Reproduce the records below in full and without edits, omitting images.

-- Start Supplied data --

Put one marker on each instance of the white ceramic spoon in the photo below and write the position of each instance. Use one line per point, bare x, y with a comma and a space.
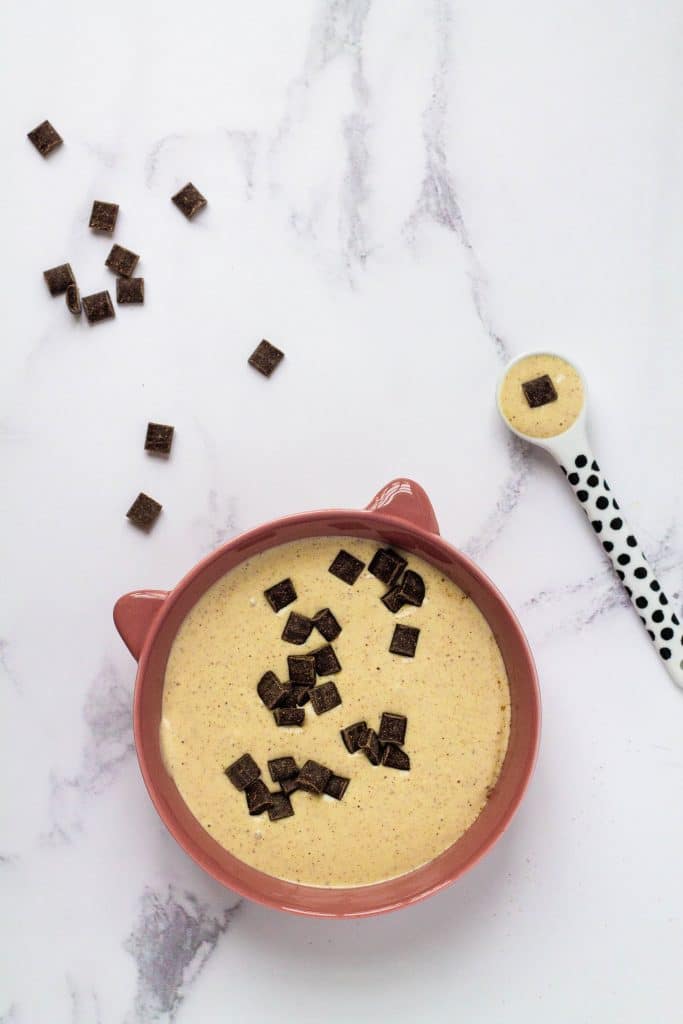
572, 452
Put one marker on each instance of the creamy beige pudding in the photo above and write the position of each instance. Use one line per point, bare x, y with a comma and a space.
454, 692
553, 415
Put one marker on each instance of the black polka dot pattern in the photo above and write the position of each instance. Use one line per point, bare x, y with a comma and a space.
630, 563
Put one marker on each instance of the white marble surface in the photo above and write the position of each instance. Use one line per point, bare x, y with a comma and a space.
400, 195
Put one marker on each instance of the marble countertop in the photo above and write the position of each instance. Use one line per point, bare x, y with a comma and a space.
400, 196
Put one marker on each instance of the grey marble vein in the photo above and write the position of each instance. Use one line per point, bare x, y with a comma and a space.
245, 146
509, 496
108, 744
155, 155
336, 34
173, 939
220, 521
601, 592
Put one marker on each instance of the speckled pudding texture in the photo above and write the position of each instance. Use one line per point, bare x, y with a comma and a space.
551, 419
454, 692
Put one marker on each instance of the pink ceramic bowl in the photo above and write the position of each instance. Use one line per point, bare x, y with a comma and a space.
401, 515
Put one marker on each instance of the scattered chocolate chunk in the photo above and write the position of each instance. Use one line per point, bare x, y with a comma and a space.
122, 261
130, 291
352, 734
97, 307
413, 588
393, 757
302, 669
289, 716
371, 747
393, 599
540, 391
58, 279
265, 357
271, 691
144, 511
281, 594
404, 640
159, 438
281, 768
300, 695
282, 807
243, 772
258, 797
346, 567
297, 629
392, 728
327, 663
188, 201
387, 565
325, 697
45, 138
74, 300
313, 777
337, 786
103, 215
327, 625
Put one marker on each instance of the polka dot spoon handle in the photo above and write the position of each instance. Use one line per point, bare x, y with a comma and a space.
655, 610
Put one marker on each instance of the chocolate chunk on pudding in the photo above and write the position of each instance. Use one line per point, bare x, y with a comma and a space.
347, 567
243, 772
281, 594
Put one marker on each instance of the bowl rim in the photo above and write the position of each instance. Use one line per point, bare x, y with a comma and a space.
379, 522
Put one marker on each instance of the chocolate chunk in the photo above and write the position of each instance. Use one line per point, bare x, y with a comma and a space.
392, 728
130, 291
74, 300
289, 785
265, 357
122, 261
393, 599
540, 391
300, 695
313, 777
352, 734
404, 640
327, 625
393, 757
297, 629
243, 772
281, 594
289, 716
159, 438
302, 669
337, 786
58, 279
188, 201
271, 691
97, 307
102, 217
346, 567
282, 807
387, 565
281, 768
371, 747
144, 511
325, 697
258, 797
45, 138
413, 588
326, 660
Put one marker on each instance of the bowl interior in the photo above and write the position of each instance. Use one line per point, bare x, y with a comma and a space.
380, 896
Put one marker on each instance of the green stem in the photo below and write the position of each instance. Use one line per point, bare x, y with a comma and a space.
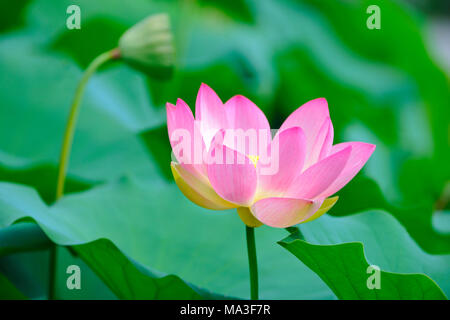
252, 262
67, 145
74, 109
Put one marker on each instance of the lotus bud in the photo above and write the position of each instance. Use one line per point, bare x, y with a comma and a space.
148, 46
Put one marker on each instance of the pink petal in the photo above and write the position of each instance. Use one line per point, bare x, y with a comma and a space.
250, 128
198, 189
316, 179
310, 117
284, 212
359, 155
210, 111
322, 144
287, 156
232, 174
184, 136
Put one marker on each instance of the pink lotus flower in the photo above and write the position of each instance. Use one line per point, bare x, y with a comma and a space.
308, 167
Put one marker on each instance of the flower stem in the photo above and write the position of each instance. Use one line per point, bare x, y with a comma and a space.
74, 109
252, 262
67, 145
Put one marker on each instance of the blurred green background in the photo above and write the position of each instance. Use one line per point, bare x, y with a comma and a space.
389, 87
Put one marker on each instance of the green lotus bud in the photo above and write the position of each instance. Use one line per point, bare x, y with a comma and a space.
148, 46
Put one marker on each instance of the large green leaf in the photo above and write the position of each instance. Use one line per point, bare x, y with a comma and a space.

-- End Supplied data --

* _Response_:
Put one marker on each instance of the white ceramic spoon in the photo below and write the position of each instance. Use one line per point, bare x, y with a comma and a space.
572, 452
Put one marker on each instance of the creamy beige pudding in the photo above and write the position of each instance. Use one line per point, bare x, y with a comma and a space.
454, 692
553, 415
Put one marker on each instance of the black polka dot pattern in the photo above and write the position of each instance. Use one line per point, bare x, y with a comma and a space.
630, 563
Put one marker on each instance of the white marble surface in the photo above and write the position of each instance. Use one line per point, bare x, y with a comma and a space.
400, 195
Put one marker on each instance of the marble countertop in the photo above and write the position of each instance. Use one line per point, bare x, y with a comma and a space.
400, 196
Put one marker on each instance of the grey marble vein in the photo above and write the position of each instance. Use one line per point, bare x, y with a comma and a space.
245, 146
509, 496
108, 744
155, 155
336, 34
173, 939
220, 521
601, 592
Put one marker on each instance of the speckled pudding texture in the photo above and write the position of each instance. Use one line per point, bare x, y with a comma and a space.
551, 419
454, 692
Put one marker on each instance of the pink ceramic bowl in the photo above and write the position of each instance. Use one line per point, bare x, y with a comma and a space.
401, 515
Put one marker on each instance of the scattered chocolate chunk in the photo above and write the position of each instance. Use one line per point, bare x, y with a comma and a space.
122, 261
130, 291
352, 734
97, 307
413, 588
393, 757
302, 669
289, 716
371, 747
393, 599
540, 391
58, 279
265, 357
271, 691
144, 511
281, 594
404, 640
159, 438
281, 768
300, 695
282, 807
243, 772
258, 797
346, 567
297, 629
392, 728
327, 663
188, 201
387, 565
325, 697
45, 138
74, 300
313, 777
337, 786
103, 215
327, 625
Put one marker on each instance of the polka dot spoon handle in the photo above and write the position of each instance. Use one line per point, bare x, y with a comma and a space.
655, 610
Put one marker on each instance of the chocolate chunk on pudding in the photo above and write the position of each instance. Use one line per point, bare x, y with a comma and a space.
347, 567
243, 772
281, 594
Put one marker on each instance of the bowl rim in the photo above and write the position of each instance. Use one line per point, bare x, y with a comma and a space.
379, 522
Put one marker on each instance of the chocolate chunk in the photo above and write the position of each instance. Use one line per point, bare x, y with a comma and a space.
392, 728
130, 291
74, 300
289, 785
265, 357
122, 261
393, 599
540, 391
300, 695
313, 777
352, 734
404, 640
327, 625
393, 757
297, 629
243, 772
281, 594
289, 716
159, 438
302, 669
337, 786
58, 279
188, 201
271, 691
97, 307
102, 217
346, 567
282, 807
387, 565
281, 768
371, 747
144, 511
325, 697
258, 797
45, 138
413, 588
326, 660
Put one marker on each instance of the bowl interior in the photo above and write the position of each instance. Use one line per point, bare x, y with a comma and a space.
380, 896
Put one marker on each instance of the green stem in the photo below and write the position of each instance. Use one line per point, bare x, y with a comma and a space.
252, 262
67, 145
74, 109
Put one marker on each instance of the lotus bud in the photo above and write the position of each instance. Use one line per point, bare x, y with a comma and a space.
148, 46
Put one marker on each instance of the pink petal in the photo above and write the position of each instance. Use one line per point, bare x, y with a comma and a space.
250, 128
198, 189
316, 179
310, 117
284, 212
359, 155
210, 111
322, 144
287, 156
232, 174
184, 136
Put one marker on each instance of the pink lotus flower in the photo above and write the position of each instance. Use one line per point, bare x, y with a comma and a space.
308, 167
Put one marker on each instance of the flower stem in the photo above and write the position of each instance. Use one line per point, bare x, y with a comma and a space.
74, 109
252, 262
67, 145
Put one marker on each instance of the blurred green background in the photo above and write the position of each instance. Use one line per point, bare x, y with a comma and a space.
389, 87
Put one marker on each instance of the green lotus bud in the photo above and write the position of each instance. Use one line per point, bare x, y with a comma and a space.
148, 46
Put one marker on each instance of the large green leaf in the photo above and write the position of each instance. Use one line per point, bare x, y with a comma and a space.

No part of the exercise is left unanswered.